→ **Work order**:
Find the line containing "point(153, 77)", then print it and each following line through the end of the records, exactly and with nothing added; leave out any pictures.

→ **Extracted entries**:
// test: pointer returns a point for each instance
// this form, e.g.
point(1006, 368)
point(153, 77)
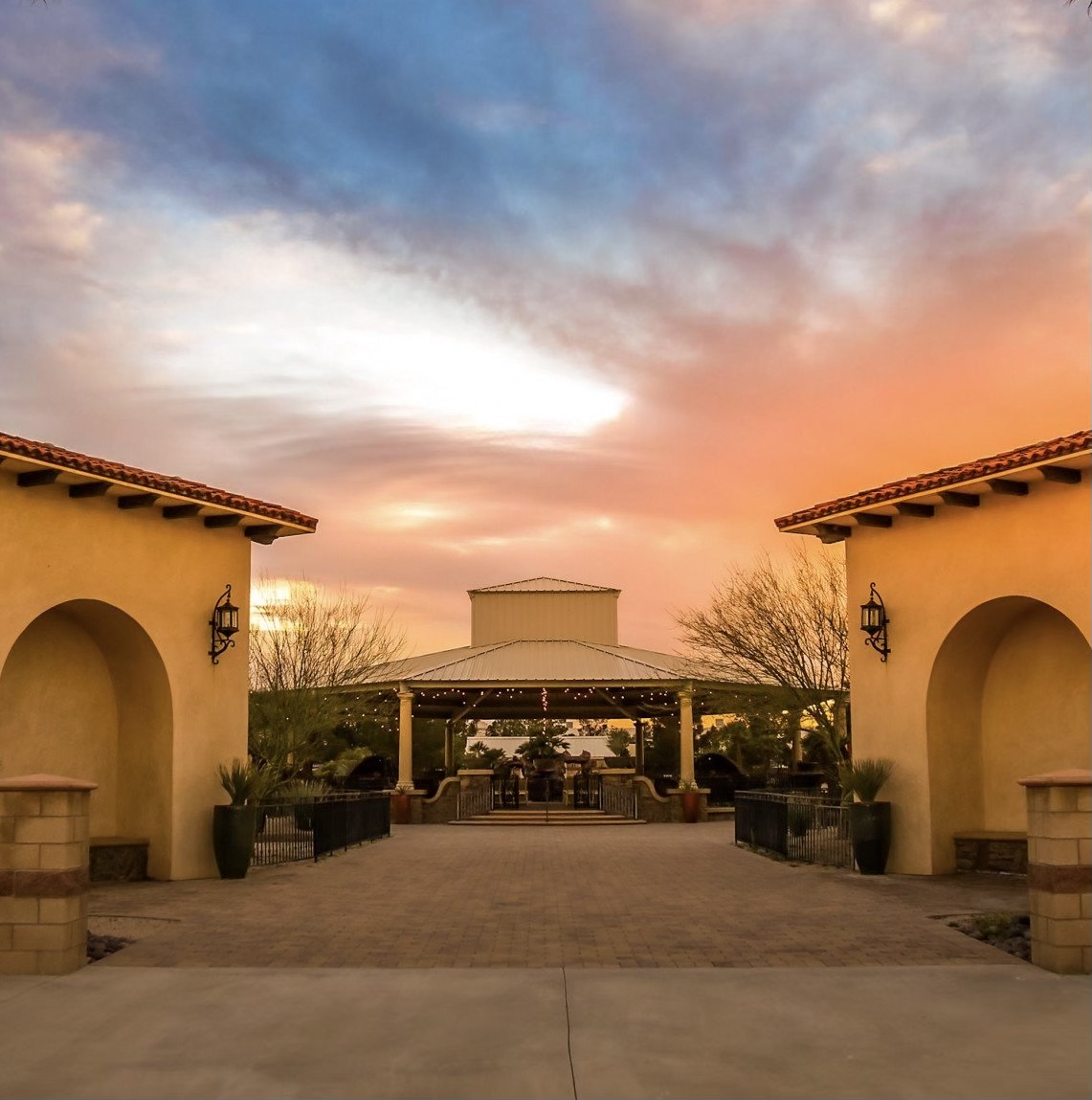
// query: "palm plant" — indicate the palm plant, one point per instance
point(864, 777)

→ **Written response**:
point(153, 77)
// query: "palm plant" — indicate the palm plant, one point per instance
point(864, 777)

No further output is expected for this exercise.